◆ Aim: Reproduce every line of the listing from its beginning through the line containing "point(477, 186)", increasing each coordinate in the answers by 110 and leaving all other lines unchanged.

* START Material provided *

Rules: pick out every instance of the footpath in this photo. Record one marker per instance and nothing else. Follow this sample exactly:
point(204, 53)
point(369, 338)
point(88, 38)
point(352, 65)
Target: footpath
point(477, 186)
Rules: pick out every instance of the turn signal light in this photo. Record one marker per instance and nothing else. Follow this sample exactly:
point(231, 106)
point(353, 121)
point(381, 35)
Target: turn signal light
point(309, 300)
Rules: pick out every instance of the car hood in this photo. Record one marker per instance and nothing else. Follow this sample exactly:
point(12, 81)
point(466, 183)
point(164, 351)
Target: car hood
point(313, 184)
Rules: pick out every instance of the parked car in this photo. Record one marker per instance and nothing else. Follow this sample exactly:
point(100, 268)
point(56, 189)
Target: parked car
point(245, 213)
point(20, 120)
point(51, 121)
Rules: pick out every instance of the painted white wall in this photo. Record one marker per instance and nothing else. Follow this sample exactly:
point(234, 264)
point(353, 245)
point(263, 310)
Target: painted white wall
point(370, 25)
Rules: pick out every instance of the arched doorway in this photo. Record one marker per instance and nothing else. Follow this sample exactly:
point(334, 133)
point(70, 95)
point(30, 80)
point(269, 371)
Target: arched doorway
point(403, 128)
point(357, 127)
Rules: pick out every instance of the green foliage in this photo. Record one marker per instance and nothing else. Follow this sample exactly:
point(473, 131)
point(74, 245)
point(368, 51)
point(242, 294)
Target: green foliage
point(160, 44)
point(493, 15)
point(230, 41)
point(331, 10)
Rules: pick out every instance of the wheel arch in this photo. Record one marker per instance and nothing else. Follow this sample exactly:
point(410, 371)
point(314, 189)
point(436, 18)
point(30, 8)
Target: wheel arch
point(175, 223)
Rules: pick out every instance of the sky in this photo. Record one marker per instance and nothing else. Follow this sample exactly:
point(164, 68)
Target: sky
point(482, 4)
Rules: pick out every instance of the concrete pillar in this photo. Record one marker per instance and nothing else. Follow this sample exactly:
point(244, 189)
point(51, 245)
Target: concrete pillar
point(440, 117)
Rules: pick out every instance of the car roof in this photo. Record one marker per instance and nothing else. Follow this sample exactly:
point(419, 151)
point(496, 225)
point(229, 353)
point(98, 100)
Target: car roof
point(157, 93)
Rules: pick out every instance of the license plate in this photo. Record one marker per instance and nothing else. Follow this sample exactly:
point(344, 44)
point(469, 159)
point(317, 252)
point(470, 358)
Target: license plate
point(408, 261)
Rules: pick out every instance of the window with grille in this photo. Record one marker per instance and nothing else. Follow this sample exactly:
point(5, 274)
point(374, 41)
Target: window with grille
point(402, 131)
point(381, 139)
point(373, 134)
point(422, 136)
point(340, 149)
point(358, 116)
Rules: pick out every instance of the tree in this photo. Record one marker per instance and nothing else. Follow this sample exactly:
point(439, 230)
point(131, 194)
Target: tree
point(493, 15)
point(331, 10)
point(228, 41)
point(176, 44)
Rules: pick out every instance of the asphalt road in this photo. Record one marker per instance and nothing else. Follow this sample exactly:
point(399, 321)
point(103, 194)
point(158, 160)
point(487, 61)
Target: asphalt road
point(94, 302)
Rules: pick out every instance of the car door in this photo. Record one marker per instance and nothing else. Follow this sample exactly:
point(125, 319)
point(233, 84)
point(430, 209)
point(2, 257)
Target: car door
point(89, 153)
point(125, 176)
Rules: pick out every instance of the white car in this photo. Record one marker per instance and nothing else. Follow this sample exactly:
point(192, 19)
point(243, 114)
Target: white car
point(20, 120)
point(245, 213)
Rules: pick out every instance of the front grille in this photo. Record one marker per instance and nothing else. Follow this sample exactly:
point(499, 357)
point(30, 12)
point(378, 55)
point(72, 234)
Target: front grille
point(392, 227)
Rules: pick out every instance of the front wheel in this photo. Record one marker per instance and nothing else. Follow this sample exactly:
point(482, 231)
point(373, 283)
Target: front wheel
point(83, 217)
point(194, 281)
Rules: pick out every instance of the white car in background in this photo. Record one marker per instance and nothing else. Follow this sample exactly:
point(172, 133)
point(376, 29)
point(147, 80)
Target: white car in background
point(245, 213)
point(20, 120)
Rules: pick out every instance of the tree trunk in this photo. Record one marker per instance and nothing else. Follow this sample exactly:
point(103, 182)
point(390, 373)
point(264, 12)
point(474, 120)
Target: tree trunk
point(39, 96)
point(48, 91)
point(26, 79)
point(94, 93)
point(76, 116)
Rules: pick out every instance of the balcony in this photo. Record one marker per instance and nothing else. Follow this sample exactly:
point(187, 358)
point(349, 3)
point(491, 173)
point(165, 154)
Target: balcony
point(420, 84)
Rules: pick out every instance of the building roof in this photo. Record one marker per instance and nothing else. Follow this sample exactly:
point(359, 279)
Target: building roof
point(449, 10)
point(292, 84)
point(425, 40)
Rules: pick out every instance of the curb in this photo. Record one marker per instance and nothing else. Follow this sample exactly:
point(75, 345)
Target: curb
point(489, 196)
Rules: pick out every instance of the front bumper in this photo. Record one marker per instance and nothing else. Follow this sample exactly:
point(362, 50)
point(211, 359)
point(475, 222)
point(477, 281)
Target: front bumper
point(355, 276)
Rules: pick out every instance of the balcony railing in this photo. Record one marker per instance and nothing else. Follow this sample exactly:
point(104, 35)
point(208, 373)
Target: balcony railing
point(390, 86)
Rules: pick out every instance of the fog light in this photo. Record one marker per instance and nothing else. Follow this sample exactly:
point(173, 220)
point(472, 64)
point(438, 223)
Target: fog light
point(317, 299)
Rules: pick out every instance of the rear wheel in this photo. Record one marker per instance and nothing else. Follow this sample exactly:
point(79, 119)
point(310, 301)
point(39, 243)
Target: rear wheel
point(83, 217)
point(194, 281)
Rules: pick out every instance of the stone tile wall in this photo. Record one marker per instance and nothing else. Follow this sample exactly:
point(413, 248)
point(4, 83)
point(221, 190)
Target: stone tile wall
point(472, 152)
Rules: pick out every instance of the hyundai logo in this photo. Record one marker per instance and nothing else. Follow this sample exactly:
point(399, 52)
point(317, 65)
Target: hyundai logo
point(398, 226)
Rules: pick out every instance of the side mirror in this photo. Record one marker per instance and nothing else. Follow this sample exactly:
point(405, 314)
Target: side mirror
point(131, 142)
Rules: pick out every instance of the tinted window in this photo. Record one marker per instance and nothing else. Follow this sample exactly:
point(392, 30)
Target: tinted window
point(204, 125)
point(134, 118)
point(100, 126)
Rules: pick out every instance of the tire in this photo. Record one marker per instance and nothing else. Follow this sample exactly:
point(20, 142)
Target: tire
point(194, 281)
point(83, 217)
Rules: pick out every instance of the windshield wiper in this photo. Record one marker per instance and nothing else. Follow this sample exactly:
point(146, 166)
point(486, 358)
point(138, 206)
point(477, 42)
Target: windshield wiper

* END Material provided *

◆ Answer below:
Rules: pick out every instance of the footpath in this photo. Record one marker per instance and nothing else. Follow this sample exactly:
point(204, 53)
point(369, 338)
point(88, 38)
point(352, 65)
Target: footpath
point(587, 296)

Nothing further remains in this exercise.